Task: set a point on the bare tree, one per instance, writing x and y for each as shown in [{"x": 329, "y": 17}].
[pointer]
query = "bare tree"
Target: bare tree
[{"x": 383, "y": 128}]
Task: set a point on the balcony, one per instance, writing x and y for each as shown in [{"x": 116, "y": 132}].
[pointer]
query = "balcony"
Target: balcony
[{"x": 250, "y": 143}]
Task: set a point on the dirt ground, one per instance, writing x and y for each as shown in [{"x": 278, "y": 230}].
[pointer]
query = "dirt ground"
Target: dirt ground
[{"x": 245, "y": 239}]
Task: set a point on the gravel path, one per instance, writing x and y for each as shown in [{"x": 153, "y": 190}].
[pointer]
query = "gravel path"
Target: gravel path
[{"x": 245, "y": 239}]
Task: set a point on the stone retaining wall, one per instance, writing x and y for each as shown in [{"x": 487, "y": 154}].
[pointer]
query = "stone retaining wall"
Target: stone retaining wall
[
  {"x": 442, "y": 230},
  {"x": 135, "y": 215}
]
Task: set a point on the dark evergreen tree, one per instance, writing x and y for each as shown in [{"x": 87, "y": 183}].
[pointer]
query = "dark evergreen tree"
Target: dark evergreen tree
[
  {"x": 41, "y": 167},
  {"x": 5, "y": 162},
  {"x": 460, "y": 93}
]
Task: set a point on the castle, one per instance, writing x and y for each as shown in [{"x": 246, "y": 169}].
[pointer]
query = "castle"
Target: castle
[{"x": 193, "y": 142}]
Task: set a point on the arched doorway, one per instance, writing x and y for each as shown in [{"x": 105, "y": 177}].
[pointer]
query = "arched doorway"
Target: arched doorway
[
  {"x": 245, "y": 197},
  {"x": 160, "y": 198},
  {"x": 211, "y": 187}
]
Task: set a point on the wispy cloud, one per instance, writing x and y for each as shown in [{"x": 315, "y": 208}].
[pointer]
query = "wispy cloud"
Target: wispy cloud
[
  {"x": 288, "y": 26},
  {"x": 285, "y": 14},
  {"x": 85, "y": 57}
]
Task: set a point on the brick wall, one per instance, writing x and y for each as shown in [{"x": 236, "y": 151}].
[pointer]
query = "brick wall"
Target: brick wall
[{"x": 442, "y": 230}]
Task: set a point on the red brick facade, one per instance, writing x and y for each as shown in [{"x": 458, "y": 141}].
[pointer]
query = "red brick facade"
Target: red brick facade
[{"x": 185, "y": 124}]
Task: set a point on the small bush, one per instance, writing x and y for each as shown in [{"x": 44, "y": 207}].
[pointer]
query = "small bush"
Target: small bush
————————
» **PROBLEM TO WORK ON**:
Filter the records for lines holding the string "bush". Copy each one.

» **SOLUTION BELOW**:
Task: set a point on the small bush, one per instance, writing x and y for each as shown in [{"x": 44, "y": 207}].
query = "small bush"
Target: small bush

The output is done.